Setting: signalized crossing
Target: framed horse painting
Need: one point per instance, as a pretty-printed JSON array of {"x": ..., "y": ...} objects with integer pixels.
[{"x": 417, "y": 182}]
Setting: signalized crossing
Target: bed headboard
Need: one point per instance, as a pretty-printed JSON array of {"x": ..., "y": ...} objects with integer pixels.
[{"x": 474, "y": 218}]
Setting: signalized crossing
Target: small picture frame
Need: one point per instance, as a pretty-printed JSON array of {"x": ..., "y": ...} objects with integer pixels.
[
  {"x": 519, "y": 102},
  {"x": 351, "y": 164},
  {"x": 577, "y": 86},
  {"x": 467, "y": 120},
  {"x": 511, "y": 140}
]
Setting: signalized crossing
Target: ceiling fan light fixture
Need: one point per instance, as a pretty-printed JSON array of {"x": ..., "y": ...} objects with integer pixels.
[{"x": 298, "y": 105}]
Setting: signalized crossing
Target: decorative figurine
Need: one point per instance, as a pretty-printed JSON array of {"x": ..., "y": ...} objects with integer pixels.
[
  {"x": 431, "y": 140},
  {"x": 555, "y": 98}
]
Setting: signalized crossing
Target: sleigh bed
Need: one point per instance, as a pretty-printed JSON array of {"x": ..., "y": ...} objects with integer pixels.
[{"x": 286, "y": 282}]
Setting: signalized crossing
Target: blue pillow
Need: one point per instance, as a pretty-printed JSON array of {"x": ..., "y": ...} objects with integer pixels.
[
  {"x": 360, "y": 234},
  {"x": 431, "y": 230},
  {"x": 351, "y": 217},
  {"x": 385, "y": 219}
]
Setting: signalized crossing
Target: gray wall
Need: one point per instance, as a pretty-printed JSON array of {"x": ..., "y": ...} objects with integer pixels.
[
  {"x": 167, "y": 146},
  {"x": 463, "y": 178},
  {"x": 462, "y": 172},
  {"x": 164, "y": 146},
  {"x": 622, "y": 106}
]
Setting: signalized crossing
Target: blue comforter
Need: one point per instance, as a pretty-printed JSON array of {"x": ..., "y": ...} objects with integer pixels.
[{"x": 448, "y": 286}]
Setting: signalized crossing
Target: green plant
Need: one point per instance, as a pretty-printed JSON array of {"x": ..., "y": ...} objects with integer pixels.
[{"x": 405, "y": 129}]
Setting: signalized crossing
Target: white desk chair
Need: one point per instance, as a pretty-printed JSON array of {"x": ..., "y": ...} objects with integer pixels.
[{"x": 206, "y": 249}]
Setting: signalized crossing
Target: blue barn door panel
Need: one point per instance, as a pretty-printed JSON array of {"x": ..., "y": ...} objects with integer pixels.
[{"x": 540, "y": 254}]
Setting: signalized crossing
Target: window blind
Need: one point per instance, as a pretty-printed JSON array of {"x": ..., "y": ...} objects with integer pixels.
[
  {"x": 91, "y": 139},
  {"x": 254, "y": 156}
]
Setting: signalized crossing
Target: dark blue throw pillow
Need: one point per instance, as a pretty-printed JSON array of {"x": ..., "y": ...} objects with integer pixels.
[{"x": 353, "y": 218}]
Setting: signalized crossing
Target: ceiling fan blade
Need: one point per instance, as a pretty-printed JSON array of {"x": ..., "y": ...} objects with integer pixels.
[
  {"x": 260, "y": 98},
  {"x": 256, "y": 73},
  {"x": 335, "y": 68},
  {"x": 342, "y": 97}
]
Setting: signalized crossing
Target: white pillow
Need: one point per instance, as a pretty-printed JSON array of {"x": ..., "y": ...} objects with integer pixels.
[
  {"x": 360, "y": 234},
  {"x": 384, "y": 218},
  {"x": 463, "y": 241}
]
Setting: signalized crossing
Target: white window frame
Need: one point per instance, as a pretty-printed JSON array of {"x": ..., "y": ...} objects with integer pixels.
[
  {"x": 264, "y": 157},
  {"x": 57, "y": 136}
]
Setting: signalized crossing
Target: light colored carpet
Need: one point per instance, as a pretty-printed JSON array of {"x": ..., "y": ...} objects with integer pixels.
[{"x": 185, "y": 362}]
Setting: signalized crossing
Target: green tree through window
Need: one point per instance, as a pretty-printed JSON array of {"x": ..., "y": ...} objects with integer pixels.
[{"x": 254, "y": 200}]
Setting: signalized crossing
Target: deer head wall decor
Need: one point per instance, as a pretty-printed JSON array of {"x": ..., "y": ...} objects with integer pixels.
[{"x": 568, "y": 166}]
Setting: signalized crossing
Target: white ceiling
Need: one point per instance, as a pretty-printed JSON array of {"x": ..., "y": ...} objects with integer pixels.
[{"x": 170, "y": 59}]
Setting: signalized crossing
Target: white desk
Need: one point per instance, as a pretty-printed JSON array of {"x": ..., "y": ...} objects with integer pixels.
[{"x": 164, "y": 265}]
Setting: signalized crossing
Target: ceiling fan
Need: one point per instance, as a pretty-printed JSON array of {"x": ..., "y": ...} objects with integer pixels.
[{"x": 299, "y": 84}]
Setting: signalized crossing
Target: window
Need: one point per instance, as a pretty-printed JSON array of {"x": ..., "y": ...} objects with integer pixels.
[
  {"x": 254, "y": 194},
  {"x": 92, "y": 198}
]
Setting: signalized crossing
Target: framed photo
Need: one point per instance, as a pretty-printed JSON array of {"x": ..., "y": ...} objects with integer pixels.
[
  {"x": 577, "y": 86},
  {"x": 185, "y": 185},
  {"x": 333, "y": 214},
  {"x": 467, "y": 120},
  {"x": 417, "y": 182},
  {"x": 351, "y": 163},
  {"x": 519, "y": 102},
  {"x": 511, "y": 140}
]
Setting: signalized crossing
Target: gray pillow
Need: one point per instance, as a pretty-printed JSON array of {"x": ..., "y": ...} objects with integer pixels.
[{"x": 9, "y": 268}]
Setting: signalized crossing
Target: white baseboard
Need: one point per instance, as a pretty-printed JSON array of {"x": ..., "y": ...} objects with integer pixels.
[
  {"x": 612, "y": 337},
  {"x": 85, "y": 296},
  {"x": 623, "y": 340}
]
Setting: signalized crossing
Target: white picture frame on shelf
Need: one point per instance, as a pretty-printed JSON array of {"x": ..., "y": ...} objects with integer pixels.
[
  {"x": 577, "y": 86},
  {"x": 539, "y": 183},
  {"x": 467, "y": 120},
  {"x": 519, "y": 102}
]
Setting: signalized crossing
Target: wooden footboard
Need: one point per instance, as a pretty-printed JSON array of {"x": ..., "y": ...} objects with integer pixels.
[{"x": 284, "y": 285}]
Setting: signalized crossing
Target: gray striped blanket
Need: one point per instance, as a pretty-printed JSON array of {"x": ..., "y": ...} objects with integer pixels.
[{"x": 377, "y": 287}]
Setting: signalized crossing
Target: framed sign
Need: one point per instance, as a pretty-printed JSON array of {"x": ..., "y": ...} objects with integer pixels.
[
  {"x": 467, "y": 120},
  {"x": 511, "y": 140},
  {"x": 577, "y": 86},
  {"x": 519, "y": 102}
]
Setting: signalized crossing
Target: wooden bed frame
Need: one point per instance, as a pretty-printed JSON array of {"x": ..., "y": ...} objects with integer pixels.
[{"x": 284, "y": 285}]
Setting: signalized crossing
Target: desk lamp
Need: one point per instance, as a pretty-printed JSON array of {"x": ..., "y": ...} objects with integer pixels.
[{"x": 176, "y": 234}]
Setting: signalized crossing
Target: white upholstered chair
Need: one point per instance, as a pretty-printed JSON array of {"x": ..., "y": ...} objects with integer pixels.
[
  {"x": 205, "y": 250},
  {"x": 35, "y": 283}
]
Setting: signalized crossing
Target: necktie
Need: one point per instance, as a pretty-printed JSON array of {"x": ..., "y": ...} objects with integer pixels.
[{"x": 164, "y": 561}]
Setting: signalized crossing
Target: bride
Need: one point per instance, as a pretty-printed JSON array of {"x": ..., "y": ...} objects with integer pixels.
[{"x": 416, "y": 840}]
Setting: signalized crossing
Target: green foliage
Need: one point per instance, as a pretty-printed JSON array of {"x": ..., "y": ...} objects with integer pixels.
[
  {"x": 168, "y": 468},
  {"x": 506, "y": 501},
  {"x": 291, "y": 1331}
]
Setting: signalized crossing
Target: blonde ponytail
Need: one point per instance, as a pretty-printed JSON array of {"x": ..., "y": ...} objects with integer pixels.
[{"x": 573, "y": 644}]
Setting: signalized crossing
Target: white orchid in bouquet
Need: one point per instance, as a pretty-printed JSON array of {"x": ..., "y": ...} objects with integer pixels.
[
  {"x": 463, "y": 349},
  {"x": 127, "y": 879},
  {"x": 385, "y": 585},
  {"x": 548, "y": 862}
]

**********

## Work required
Show every line of the entries above that contains the word "ceiling".

## Task solution
Target: ceiling fan light fixture
Target: ceiling fan blade
Target: white ceiling
Target: ceiling fan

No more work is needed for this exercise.